Stored data:
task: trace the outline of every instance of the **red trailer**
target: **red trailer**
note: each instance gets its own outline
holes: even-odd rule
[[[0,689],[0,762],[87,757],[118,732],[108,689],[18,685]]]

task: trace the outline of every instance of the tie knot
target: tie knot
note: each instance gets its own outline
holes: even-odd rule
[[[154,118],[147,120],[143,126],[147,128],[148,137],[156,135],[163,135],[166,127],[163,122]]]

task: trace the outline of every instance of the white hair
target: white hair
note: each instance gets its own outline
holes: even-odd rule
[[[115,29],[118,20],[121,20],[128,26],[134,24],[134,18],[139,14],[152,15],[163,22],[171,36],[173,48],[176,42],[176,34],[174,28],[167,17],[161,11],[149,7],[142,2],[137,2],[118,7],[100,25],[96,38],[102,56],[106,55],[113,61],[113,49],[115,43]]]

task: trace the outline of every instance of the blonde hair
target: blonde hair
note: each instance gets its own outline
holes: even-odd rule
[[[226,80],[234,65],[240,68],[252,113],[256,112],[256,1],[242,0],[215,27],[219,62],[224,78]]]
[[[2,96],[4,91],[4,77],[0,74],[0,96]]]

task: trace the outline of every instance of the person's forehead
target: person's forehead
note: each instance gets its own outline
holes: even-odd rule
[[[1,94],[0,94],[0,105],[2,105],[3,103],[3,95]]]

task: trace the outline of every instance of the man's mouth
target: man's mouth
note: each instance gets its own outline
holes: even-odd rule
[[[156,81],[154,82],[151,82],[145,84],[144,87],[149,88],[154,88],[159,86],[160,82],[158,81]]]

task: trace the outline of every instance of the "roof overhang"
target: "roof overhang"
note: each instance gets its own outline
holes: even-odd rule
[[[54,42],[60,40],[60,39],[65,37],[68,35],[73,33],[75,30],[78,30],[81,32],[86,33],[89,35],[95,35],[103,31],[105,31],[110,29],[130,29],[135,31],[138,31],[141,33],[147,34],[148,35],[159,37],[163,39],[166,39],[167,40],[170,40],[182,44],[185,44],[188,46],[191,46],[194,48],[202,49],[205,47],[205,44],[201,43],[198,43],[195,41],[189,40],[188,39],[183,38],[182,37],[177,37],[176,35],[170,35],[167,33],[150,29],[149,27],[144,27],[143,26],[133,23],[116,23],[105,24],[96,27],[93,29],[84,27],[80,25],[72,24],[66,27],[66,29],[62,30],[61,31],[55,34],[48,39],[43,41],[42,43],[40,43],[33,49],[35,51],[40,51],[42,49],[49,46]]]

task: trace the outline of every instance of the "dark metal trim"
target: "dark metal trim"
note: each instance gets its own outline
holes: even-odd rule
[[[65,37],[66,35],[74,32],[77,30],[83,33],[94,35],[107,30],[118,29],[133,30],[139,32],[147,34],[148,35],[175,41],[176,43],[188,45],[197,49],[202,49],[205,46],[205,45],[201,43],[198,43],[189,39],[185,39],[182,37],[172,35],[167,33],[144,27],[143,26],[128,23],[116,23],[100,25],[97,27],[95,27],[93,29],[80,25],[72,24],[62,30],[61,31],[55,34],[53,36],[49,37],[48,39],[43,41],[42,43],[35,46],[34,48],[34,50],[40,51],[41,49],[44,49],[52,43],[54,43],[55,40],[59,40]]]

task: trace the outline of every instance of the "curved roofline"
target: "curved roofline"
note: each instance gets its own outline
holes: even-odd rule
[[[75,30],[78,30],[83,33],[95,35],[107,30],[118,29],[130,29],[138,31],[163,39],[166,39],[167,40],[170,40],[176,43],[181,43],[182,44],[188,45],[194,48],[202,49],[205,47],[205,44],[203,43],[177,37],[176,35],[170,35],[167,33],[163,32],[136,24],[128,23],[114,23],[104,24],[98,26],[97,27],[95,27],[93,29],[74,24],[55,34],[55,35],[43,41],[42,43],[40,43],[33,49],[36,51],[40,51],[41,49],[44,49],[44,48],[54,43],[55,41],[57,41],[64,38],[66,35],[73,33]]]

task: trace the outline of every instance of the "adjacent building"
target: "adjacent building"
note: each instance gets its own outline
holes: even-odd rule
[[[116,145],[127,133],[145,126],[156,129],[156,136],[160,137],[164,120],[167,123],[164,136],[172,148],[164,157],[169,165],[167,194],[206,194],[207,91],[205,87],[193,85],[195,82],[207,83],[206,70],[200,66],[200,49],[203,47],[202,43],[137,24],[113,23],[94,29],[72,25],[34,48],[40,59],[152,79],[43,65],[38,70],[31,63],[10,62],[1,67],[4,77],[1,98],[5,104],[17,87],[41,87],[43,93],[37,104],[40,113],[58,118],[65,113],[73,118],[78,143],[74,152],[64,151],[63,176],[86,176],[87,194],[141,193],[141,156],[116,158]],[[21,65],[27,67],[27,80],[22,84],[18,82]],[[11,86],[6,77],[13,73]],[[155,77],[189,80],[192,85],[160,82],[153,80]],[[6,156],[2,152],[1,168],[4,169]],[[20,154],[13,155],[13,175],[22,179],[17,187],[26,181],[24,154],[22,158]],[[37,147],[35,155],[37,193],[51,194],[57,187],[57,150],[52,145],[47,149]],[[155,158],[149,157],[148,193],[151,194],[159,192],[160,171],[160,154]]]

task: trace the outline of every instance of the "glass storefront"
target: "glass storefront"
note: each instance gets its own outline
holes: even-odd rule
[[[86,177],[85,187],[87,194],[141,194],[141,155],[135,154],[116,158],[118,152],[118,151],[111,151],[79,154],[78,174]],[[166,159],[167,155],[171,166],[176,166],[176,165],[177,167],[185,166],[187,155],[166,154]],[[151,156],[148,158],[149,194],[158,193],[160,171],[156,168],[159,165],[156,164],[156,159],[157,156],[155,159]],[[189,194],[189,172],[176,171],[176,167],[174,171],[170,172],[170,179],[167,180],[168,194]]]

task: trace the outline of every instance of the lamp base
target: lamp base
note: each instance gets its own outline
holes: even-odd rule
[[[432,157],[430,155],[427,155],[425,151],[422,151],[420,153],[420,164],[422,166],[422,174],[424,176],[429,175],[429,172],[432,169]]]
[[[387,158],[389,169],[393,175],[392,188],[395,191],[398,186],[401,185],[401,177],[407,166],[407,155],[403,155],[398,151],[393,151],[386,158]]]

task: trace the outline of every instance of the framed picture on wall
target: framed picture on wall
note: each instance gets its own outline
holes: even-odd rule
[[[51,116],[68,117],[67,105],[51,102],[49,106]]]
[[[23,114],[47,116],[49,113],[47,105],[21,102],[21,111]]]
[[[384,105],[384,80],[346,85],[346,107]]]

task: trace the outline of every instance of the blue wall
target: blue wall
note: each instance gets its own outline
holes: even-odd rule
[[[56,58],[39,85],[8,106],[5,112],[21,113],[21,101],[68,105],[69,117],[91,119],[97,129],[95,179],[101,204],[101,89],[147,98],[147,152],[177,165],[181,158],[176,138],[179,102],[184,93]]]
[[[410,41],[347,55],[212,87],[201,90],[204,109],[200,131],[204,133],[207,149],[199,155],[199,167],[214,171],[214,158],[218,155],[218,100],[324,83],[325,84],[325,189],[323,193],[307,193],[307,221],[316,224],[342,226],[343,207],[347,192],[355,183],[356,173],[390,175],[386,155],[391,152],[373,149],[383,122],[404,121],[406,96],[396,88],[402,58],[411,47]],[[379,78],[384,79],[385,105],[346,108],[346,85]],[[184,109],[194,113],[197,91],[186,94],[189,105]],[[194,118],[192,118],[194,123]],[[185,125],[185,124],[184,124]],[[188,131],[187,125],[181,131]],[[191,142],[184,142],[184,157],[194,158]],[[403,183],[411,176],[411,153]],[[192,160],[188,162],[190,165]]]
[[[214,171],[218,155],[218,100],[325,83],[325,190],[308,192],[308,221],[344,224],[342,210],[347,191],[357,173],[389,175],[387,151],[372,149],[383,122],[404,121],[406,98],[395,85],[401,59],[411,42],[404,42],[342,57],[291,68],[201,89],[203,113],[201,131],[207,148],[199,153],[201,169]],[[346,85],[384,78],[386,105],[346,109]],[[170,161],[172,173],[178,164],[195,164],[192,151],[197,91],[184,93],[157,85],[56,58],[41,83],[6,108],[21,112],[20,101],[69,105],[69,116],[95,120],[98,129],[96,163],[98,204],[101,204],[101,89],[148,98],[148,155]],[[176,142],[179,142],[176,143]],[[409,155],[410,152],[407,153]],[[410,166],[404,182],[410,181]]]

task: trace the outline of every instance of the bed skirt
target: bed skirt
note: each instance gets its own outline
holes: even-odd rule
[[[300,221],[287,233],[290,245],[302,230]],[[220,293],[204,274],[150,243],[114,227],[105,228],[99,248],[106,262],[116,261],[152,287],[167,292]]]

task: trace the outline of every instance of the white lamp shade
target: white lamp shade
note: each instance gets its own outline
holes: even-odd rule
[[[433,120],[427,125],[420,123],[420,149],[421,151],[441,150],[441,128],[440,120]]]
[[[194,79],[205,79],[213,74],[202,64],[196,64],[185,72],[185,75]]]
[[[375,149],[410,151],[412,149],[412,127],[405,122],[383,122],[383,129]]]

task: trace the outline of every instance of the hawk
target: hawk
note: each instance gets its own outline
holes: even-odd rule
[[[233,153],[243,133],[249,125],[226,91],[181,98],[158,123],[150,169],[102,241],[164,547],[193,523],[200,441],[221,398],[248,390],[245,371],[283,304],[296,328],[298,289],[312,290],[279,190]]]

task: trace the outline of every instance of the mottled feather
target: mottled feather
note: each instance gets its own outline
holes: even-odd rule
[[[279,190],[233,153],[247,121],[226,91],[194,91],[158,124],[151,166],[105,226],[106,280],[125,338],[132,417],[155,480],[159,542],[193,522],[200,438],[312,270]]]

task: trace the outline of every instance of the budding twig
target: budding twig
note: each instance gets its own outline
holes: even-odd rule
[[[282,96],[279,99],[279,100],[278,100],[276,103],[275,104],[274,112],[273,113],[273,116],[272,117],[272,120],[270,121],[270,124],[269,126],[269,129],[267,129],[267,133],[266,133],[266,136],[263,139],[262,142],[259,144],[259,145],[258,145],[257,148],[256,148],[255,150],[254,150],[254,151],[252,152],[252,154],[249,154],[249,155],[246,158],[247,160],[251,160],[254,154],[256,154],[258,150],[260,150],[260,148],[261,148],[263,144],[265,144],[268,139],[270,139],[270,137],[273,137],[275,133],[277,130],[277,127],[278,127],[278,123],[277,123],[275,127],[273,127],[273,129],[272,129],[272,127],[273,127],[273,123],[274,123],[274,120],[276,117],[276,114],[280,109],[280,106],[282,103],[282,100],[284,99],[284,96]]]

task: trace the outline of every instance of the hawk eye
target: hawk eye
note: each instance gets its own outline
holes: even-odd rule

# Your task
Can you put the records from the line with "task: trace the outline of every instance of the framed" to the line with "[[[384,105],[384,80],[346,85],[346,107]]]" into a numbered list, leaving out blank lines?

# Response for this exercise
1. task: trace the outline of every instance of the framed picture on wall
2. target: framed picture on wall
3. note: each instance gets its own outline
4. holes: even-odd rule
5. [[[51,116],[68,117],[67,105],[51,102],[49,106]]]
6. [[[23,114],[47,116],[49,113],[47,105],[21,102],[21,111]]]
7. [[[384,105],[384,80],[346,85],[346,107]]]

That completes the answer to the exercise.